Please condense the paragraph beginning "The following climatic data" in the Pratt County passage below into a short bulleted list that keeps its main facts.

* Begin EXCERPTED PASSAGE *

Undrained sand-hill areas of Pratt County total 268 square miles in the north and northwest and 11 square miles in the southeast. These areas contain many small basins where precipitation collects and evaporates or seeps into the ground.
The climate of Pratt County is semiarid with moderate but variable precipitation and a high rate of evaporation. It is classified semiarid because the average precipitation is insufficient for the evaotranspiration demand. Although summer days are hot, the heat is relieved somewhat by good air movement. The winters are moderate with occasional severe cold periods of short duration.
The following climatic data were compiled from the 68-year record of the National Weather Service (formerly U.S. Weather Bureau) at the Pratt station. The mean monthly temperature at Pratt is 82° F in July and 34° F in January. Temperature extremes recorded at Pratt were 115° F in 1911 and 1936 and -24° F in 1899. The normal annual precipitation at Pratt is 24.04 inches. More than two-thirds of the precipitation is in the form of brief heavy thunderstorms during the growing season (fig. 3). The distribution of precipitation throughout the year and from year to year is irregular. Maximum precipitation on record was 39.30 inches in 1957; minimum precipitation was 10.96 inches in 1956. The eastern part of the county receives as much as 2 inches more and the western part about 2 inches less than the annual average of 24 inches received at Pratt. Maximum 24-hour precipitation of 6.65 inches was recorded in July 1928.

* End EXCERPTED PASSAGE *
* Begin PROVIDED INFORMATION *

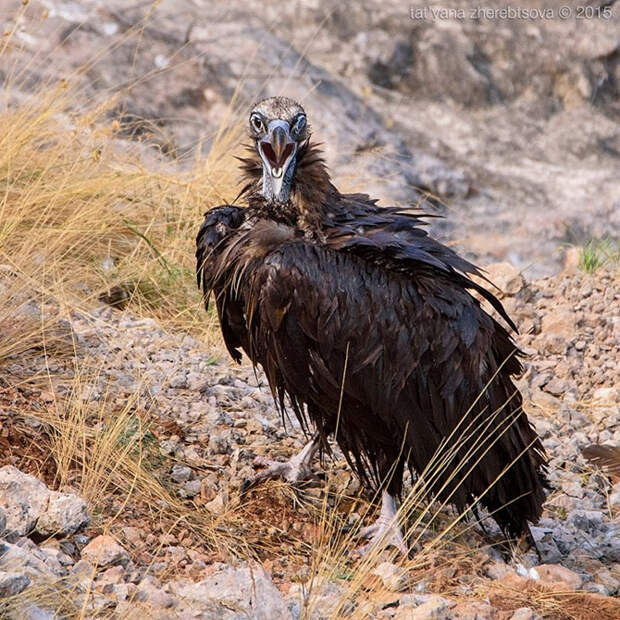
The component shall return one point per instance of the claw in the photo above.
(385, 530)
(297, 469)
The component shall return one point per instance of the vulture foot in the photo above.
(385, 530)
(297, 469)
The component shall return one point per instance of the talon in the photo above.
(296, 469)
(385, 530)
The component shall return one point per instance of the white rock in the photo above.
(525, 613)
(394, 578)
(435, 608)
(32, 562)
(34, 612)
(104, 551)
(23, 498)
(608, 395)
(66, 514)
(246, 588)
(12, 583)
(30, 506)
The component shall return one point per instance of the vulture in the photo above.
(370, 331)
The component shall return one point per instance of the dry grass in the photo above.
(82, 216)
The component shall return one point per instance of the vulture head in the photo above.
(278, 126)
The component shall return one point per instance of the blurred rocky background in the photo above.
(126, 434)
(511, 123)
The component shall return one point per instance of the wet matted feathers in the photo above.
(326, 282)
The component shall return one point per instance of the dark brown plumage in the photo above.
(326, 281)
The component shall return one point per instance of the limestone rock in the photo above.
(23, 499)
(525, 613)
(105, 551)
(506, 277)
(394, 578)
(557, 576)
(66, 513)
(12, 583)
(248, 589)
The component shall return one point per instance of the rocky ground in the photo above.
(511, 125)
(206, 424)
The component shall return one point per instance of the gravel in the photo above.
(215, 420)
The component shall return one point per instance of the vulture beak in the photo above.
(277, 150)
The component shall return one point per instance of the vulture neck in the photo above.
(309, 192)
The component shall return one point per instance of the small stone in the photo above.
(181, 473)
(556, 575)
(498, 570)
(216, 505)
(66, 513)
(12, 583)
(190, 488)
(34, 612)
(105, 551)
(23, 499)
(506, 277)
(248, 589)
(435, 608)
(606, 395)
(525, 613)
(179, 381)
(559, 321)
(394, 578)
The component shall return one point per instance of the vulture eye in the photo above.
(300, 123)
(257, 123)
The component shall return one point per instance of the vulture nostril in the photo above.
(269, 153)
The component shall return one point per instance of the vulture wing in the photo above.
(377, 339)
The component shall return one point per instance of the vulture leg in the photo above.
(386, 529)
(297, 469)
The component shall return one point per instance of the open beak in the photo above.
(277, 149)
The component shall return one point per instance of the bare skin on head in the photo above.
(278, 125)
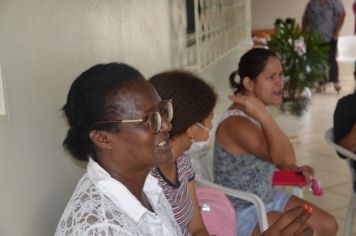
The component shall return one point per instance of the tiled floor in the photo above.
(307, 136)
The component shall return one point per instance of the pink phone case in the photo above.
(288, 177)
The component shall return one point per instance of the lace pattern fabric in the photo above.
(90, 212)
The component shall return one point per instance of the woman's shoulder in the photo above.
(88, 202)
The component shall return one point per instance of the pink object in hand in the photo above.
(315, 187)
(218, 214)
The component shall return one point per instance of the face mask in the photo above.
(199, 145)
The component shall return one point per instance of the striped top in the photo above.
(177, 194)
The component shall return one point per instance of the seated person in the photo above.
(249, 145)
(121, 126)
(345, 123)
(193, 103)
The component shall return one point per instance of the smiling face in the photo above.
(135, 147)
(268, 85)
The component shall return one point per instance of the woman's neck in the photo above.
(133, 180)
(180, 144)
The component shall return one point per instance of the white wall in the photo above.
(264, 13)
(44, 45)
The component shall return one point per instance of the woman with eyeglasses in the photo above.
(120, 125)
(193, 103)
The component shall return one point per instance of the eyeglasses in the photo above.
(154, 119)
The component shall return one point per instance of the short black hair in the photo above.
(193, 99)
(251, 64)
(90, 99)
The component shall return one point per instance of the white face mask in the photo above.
(199, 145)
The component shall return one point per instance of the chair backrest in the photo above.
(218, 214)
(329, 136)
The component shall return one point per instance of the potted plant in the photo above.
(304, 60)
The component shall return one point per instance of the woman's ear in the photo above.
(190, 132)
(248, 84)
(101, 139)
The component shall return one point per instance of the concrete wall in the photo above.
(265, 12)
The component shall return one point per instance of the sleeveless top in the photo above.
(177, 194)
(244, 172)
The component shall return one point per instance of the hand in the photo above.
(307, 171)
(291, 222)
(251, 105)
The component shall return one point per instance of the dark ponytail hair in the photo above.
(90, 99)
(251, 64)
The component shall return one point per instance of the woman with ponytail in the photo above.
(249, 145)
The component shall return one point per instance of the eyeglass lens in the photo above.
(165, 112)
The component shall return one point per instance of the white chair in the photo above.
(329, 136)
(202, 165)
(346, 46)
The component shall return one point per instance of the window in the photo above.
(213, 29)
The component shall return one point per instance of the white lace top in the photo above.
(101, 205)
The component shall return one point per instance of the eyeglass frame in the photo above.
(144, 119)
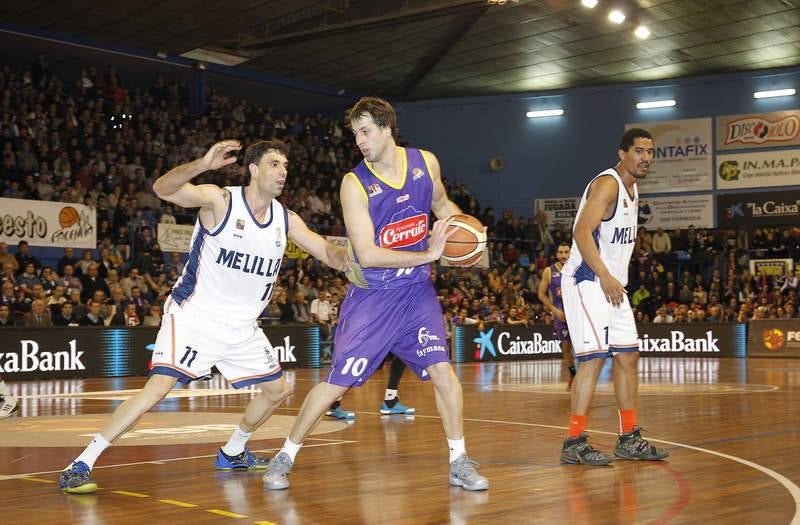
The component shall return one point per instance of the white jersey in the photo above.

* End PROVIDED INFORMATION *

**CORRECT RESPONSE**
- Source: 68-year National Weather Service (formerly U.S. Weather Bureau) record at the Pratt station
- Mean monthly temperature: 82° F in July, 34° F in January
- Temperature extremes: 115° F (1911 and 1936), -24° F (1899)
- Normal annual precipitation: 24.04 inches, over two-thirds of it from brief heavy thunderstorms in the growing season
- Precipitation is irregular through the year and from year to year
- Record high annual precipitation: 39.30 inches (1957); record low: 10.96 inches (1956)
- The eastern county gets up to 2 inches more than the 24-inch average at Pratt; the western part gets about 2 inches less
- Maximum 24-hour precipitation: 6.65 inches (July 1928)